• **To be done**
Copy each of the rows below word for word, line by line, with nothing changed.

• **Supplied data**
········
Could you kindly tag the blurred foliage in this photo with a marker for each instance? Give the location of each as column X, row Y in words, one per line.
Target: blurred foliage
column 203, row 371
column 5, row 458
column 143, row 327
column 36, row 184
········
• **Solution to the exercise**
Could you kindly tag the blurred foliage in this photo with a marker for each instance? Give the location of each as column X, row Y in words, one per line.
Target: blurred foliage
column 203, row 371
column 5, row 458
column 143, row 327
column 36, row 184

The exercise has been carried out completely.